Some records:
start
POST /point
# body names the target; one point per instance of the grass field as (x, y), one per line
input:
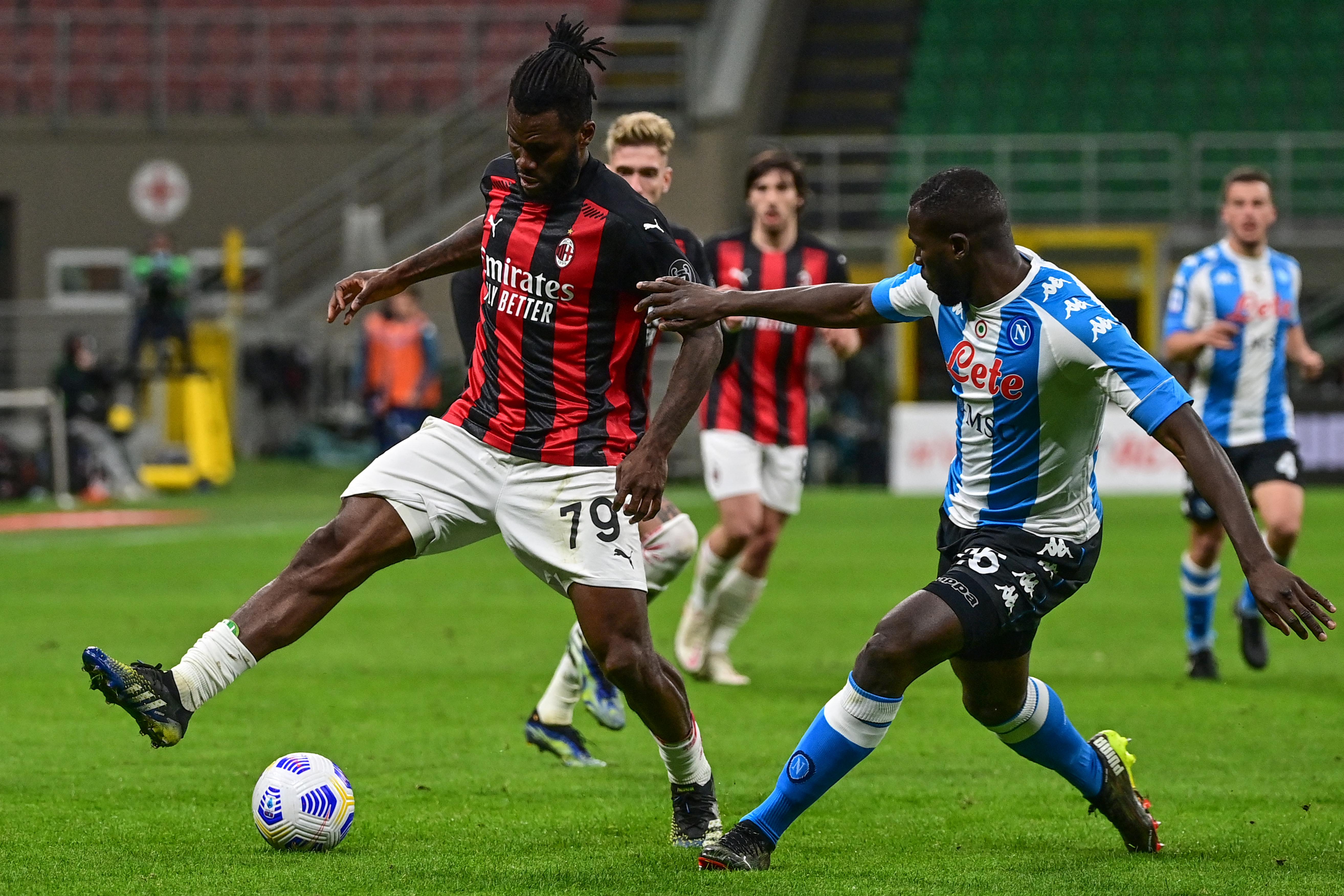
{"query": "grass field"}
(420, 682)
end
### Directions for this task
Lay out every line of the material above as a numbered list, omitting blank lines and leaving the pictures out.

### Task solution
1. POST /point
2. # body names the target; one point per instance of the grass field as (x, y), one per line
3. input:
4. {"query": "grass field"}
5. (420, 682)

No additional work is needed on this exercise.